WRITTEN PROBLEM — Could you reproduce the forum thread word for word, from "Will do! Writing" up to and including "with Satan (DILD)"?

It this mental state 'retreating' to the mind rather than the body? I was just... thinking today. Awareness but not focus. Seems oddly fitting, in a way.

----------


## Sivason

> It this mental state 'retreating' to the mind rather than the body? I was just... thinking today. Awareness but not focus. Seems oddly fitting, in a way.



Well retreating to the mind is sort  of it. You are getting a disconnect from responding to the body. *Awareness but not focus.* I like it! As soon as i open the thread in about two weeks, I am going to copy it into the lesson thread and give you a 'Gold Star' for being the first to state it so clearly. 'Gold Stars' are now worth 30 hall points.

----------


## fOrceez

Lately I have been doing just sensory awareness combined with "this is a dream" mentality. When I  go to sleep, I either attempt to induce a dream or keep my mind clear until I fall asleep. Dream recall has been poor lately, not much to report on that.

----------


## Sivason

This stuff takes a long time and sometimes people are more focused than at other times. I am thinking this class may have to be a standing feature so people can go at their own pace with no rush. The idea that anyone could get good at all of these things in only a couple months is crazy. Even the basic skills are not very easy. Even with me cutting the subject down to bare bones and an abreviated form, the process takes a long time.
So have fun, go at your own pace. I will probably keep the course open at least 6 months.

----------


## fOrceez

So, I spoke to Satan last night..

----------


## Dark_Merlin

> So, I spoke to Satan last night..



I think you finally found a worse way to start a conversation than 'We need to talk..'

----------


## Sivason

> I think you finally found a worse way to start a conversation than 'We need to talk..'



That is so awesome!  :smiley: 

So Forceez, are you going to write a DJ entry about it? Was it in an LD or trance state?

----------


## fOrceez

Will do! Writing it up now - shall post in here within the next hour.  It was a LD though the level of lucidity was only higher towards the end.

----------


## fOrceez

> 16.06.2012Chilling with Satan (DILD)
> 
> NON-DREAM DREAM LUCID
> 
> I'm in some sort of building with red walls. Absolutely no idea about what the function of the room is.. but my objective is to kill this guy. He's standing in the corner of the room with his back facing me - perfect! Creeping up to him, I pull out my pistol. As soon as i'm about 2m from the guy, I fire two shots into his head.   ... wait.. what the.. It had no effect what so ever! 
> He turns around, perfectly unscathed. The hell is this guy? Is he hacking? (Man... I've been playing too much Battlefield 3  ) I don't know what the fuck is going on, but I give up. At this point, I don't even care about anything. I turn around and walk up a small flight of steps which brings me to a girl sitting at a messy desk. It somehow reminds me of the receptionist of a ghetto PC gaming cafe. 
> After saying a few words to her, I black out..

ENTRIES SHOWN —
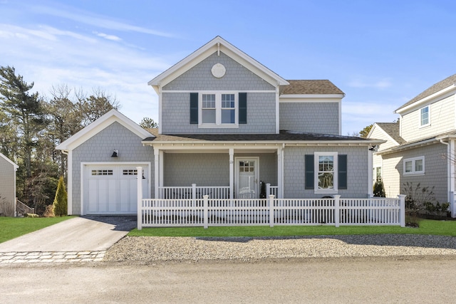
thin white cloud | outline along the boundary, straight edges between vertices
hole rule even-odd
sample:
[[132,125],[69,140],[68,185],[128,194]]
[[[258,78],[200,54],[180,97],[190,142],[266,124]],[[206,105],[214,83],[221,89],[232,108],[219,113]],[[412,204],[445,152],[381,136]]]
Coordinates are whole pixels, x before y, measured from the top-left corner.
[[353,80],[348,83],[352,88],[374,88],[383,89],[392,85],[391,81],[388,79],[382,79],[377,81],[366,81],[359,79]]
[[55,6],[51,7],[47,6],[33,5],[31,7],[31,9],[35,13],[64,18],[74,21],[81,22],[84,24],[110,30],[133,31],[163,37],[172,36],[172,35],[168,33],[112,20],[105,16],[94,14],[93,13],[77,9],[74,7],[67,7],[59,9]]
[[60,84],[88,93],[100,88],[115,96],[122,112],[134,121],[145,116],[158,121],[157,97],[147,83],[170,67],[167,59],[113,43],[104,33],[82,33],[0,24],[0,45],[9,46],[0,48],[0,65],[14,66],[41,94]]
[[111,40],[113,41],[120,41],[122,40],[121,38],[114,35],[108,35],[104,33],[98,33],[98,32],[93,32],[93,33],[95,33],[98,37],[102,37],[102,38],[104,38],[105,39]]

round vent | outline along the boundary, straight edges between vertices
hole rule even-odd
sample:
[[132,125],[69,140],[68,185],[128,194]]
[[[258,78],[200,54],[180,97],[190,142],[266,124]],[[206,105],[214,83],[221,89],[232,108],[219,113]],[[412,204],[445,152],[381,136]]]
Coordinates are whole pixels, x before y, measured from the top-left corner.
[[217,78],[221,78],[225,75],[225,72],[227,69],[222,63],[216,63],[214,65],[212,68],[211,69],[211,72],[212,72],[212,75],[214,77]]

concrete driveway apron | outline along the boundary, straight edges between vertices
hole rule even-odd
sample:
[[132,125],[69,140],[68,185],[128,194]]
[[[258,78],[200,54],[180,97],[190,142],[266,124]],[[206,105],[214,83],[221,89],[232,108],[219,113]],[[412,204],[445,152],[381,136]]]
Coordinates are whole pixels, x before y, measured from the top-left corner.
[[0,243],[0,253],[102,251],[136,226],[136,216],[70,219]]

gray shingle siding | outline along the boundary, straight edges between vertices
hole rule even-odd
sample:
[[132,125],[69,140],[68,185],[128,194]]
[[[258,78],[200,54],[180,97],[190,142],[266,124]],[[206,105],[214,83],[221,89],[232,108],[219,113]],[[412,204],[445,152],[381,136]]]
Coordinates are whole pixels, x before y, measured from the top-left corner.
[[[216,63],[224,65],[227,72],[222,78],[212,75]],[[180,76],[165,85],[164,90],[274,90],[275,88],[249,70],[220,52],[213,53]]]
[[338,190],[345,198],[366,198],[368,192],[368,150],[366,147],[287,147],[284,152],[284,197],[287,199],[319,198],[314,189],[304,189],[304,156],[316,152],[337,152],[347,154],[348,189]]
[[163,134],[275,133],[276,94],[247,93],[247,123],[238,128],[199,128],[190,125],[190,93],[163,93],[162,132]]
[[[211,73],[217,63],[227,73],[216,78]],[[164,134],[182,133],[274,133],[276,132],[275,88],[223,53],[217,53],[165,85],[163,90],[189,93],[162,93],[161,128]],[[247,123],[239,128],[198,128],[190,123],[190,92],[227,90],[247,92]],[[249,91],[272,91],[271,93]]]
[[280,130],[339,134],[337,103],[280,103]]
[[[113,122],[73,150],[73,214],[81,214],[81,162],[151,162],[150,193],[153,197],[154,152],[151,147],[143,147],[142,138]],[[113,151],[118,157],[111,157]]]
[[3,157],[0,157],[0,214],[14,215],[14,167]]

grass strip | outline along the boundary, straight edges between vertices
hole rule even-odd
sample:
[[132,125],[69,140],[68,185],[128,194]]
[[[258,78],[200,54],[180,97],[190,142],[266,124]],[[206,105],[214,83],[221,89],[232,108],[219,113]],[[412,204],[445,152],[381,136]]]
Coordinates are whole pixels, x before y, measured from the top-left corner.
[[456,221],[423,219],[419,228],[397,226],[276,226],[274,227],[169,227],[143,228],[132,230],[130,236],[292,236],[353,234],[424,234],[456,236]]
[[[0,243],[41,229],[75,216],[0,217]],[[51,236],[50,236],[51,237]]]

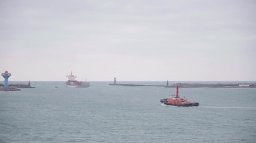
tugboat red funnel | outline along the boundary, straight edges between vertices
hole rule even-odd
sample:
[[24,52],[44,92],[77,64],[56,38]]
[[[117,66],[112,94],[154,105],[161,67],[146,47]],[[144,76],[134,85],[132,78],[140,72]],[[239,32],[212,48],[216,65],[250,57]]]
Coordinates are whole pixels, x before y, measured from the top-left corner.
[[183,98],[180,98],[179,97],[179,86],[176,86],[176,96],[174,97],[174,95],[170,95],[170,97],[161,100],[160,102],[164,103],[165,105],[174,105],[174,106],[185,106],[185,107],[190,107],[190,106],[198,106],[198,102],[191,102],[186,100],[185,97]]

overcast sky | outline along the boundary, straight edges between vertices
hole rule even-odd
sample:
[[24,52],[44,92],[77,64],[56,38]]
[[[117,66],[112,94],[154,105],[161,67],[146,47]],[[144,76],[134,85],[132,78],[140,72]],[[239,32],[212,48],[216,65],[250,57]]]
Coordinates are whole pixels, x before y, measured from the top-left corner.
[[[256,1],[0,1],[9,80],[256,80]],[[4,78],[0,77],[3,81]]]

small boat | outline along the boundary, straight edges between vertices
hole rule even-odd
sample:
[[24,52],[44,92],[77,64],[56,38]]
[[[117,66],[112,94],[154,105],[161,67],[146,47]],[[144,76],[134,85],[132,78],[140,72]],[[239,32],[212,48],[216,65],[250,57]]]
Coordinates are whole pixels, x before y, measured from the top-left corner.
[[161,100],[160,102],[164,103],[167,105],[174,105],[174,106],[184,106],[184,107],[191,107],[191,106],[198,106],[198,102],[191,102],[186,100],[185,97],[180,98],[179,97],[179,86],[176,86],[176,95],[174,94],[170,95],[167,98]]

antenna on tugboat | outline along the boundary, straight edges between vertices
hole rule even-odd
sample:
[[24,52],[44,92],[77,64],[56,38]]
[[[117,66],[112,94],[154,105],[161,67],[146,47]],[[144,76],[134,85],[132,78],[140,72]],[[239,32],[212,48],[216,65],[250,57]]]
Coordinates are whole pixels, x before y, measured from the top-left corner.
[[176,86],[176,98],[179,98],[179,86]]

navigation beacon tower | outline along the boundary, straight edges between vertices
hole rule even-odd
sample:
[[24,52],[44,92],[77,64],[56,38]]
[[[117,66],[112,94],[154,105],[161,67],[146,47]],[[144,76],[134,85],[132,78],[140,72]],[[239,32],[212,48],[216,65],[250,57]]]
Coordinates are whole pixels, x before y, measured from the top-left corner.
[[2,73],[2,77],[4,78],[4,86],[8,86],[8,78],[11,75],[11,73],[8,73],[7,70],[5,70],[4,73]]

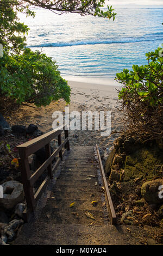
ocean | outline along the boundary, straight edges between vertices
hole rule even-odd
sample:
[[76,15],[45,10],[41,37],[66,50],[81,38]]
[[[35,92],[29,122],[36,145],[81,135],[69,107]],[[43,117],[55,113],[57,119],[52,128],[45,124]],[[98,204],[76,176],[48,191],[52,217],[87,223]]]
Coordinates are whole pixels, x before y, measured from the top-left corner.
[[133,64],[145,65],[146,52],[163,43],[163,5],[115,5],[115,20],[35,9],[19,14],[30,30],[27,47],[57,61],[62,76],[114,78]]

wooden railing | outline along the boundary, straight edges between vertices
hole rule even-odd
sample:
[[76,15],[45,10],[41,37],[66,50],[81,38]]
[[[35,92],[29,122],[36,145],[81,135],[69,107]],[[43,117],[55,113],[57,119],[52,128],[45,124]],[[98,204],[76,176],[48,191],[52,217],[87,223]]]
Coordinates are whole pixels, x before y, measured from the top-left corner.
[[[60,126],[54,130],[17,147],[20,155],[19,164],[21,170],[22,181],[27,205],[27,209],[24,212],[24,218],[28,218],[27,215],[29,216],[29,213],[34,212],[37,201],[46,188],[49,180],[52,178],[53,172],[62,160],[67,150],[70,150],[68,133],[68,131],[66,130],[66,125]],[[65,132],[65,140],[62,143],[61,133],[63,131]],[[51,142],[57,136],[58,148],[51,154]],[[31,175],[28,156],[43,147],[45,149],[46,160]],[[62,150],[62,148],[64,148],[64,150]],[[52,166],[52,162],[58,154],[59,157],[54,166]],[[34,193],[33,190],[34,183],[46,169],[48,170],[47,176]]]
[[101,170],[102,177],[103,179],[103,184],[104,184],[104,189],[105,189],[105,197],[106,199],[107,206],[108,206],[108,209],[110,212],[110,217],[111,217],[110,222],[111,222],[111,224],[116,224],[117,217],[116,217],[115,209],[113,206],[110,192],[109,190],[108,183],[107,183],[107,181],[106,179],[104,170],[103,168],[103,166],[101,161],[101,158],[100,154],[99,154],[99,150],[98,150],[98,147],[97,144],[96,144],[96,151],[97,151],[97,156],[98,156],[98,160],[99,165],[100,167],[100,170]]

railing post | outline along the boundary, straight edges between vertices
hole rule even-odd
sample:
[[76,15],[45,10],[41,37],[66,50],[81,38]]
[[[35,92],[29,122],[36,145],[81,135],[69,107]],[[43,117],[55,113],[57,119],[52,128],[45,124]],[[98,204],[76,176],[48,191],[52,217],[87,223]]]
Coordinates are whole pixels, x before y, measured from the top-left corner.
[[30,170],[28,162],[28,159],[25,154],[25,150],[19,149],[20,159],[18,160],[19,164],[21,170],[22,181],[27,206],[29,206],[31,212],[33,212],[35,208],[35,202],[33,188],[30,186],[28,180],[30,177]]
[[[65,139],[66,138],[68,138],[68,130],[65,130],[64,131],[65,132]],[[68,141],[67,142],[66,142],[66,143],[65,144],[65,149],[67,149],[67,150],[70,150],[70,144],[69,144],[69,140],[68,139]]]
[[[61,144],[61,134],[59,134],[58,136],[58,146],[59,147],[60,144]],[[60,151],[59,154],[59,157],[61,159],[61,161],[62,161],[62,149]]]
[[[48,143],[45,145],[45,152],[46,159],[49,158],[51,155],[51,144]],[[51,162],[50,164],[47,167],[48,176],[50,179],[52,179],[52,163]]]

WRITTEN ANSWER —
Will do! Writing it up now - shall post in here within the next hour.  It was a LD though the level of lucidity was only higher towards the end.

----------


## fOrceez

> 16.06.2012Chilling with Satan (DILD)